OBJETIVO DO EXERCÍCIO: As afirmações a seguir concordam com o texto sobre Tim Kinsella? Responda sim ou não a cada uma, citando as palavras do texto que decidem: 1. A música de Tim Kinsella é feita para agradar aos fãs. 2. O último disco do Joan Of Arc se chama “1984”. 3. O disco “1984” junta a distopia de George Orwell ao passado do próprio Tim Kinsella.

═══ TRECHO DO TEXTO ═══

ENTREVISTA: TIM KINSELLA – DISTOPIA E REALIDADE

Muito pode ser escrito sobre o trabalho de Tim Kinsella (Cap’n Jazz, Everyoned, Friend/Enemy, Joan Of Arc, The Knick’d Rakes, Make Believe, Owls, Sky Corvair, Good Fuck), mas eu vou resumir: sua música é o contrário de fan service, desafiadora e generosamente (e radicalmente) modificada a cada trabalho.

Seu catálogo de canções envolve desde os princípios do post-hardcore (na base de um Fugazi) até canções mais abstratas, envolvendo mesmo a releitura da trilha-sonora do clássico “A Paixão De Joana d’Arc” (1928, Carl Theodor Dreyer). Seu último disco, “1984”, pelo Joan Of Arc (ouça aqui), é uma releitura que incorpora a distopia de George Orwell com o passado da vocalista Melina Ausikaitis, uma jornada sentimental que passa pelo post-rock, música ambiente e dream pop pra investigar uma infância através de reminiscências e impressões, desenhando rabiscos que se dissolvem na constante progressão instrumental.

═══ DADOS REGISTRADOS ═══

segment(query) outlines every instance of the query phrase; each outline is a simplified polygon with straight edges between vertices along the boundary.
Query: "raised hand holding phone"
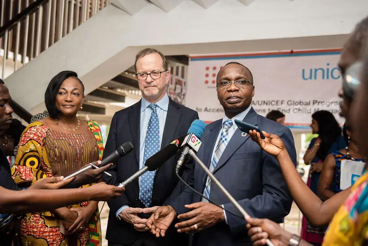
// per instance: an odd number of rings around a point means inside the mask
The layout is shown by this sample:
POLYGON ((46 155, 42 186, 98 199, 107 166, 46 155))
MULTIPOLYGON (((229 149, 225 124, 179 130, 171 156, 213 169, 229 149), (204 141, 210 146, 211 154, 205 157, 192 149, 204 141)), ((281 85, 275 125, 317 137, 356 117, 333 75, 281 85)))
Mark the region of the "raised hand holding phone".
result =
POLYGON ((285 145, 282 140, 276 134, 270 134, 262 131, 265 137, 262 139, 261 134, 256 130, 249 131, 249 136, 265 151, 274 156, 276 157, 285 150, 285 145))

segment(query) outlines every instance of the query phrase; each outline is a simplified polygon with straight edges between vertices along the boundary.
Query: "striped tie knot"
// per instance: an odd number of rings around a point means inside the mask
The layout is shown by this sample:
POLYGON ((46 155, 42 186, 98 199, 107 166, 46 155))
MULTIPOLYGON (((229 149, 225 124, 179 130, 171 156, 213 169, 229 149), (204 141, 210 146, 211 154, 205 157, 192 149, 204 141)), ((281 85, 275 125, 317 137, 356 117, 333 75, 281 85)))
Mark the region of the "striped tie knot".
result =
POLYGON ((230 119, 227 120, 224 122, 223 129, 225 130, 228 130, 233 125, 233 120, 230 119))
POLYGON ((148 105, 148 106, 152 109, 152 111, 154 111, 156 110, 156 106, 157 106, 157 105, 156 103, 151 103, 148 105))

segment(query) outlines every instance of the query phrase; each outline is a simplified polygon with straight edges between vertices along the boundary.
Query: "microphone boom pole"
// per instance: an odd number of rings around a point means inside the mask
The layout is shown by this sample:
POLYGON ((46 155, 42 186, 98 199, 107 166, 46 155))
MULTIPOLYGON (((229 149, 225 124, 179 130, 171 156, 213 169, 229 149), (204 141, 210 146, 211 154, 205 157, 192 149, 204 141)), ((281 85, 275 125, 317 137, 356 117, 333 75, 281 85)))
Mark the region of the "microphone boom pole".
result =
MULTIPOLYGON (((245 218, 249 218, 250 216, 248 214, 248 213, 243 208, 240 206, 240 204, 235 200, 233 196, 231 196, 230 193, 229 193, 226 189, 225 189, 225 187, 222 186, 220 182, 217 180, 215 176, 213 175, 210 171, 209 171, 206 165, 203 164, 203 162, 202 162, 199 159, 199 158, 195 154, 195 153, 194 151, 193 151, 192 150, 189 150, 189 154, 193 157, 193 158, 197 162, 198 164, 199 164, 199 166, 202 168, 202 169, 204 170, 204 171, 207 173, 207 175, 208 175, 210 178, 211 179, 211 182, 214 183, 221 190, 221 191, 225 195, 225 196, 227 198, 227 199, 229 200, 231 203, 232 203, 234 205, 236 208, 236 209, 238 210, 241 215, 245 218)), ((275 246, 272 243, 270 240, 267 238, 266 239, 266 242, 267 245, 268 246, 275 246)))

═══

RESPOSTA CORRETA:
1. Não: "sua música é o contrário de fan service"
2. Sim: "Seu último disco, “1984”, pelo Joan Of Arc"
3. Não: "incorpora a distopia de George Orwell com o passado da vocalista Melina Ausikaitis"